++++ RECORDS TO PROCESS ++++

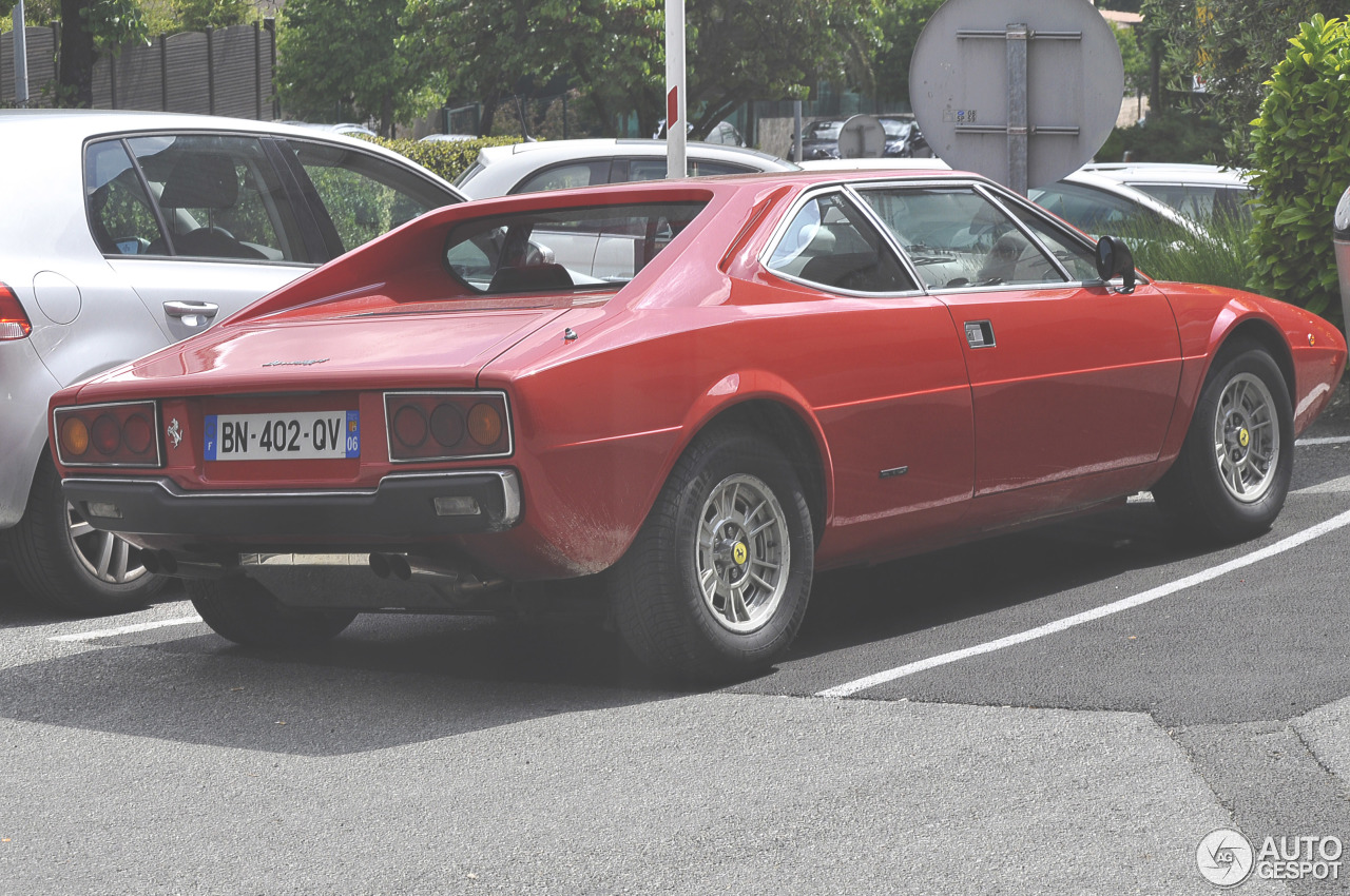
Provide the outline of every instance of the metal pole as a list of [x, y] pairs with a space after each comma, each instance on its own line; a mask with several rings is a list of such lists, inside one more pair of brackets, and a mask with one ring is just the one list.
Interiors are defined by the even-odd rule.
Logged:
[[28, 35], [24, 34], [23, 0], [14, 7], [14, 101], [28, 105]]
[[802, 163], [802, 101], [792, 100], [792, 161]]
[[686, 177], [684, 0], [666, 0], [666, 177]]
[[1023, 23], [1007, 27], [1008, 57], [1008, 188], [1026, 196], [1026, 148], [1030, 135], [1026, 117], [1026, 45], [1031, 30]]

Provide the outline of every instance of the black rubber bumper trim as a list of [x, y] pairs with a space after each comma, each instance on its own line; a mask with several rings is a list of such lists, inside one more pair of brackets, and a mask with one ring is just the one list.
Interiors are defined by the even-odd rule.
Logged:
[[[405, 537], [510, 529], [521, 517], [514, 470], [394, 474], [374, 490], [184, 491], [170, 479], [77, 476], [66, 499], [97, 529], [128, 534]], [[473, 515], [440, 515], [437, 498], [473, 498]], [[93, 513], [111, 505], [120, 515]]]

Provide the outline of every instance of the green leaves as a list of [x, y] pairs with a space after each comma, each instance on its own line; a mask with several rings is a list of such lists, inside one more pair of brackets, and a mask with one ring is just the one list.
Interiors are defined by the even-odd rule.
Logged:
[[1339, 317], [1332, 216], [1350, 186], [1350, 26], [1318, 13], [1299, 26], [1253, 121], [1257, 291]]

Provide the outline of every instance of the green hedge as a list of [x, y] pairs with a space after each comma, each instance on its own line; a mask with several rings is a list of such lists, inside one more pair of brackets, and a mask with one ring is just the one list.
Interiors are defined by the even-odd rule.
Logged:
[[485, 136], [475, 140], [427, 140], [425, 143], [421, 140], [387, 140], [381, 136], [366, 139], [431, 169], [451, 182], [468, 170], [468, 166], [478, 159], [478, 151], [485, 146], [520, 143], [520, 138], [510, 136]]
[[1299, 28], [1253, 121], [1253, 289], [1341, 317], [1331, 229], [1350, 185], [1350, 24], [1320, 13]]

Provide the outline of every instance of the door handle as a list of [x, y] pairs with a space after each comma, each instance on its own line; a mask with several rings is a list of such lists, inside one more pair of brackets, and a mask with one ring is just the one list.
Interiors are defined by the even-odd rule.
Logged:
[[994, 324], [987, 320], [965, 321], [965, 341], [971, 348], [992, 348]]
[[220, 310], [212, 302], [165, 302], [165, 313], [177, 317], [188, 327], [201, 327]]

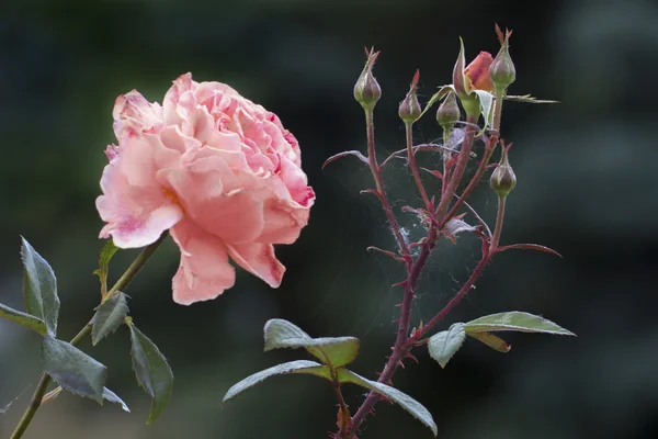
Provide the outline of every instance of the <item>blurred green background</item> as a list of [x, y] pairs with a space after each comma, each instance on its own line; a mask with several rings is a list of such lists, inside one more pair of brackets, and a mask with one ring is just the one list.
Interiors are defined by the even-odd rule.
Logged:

++++

WORK TO COMPLETE
Put the records from the start through the line containing "45], [1031, 30]]", inclusive, into a two-column CSV with the headers "instruction" and "result". Each row should pair a text with its logged outlines, every field quoted and with line breaks turned into spaces, and the pictures should be left out.

RESPONSE TO THE TASK
instruction,result
"Provide the outline of every instance of the metal pole as a list of [x, y] pairs with a space after each comma, each instance on its own line; a mask with several rings is a list of such lists, inside one more pair of brackets, and a mask with one ring is just the one list. Interiors are defined by the even-odd rule. Logged:","[[28, 35], [24, 34], [23, 0], [14, 7], [14, 101], [28, 105]] [[802, 163], [802, 101], [792, 100], [792, 161]] [[686, 177], [684, 0], [666, 0], [666, 177]] [[1023, 23], [1007, 27], [1008, 57], [1008, 188], [1026, 196], [1026, 148], [1030, 135], [1026, 117], [1026, 45], [1031, 30]]"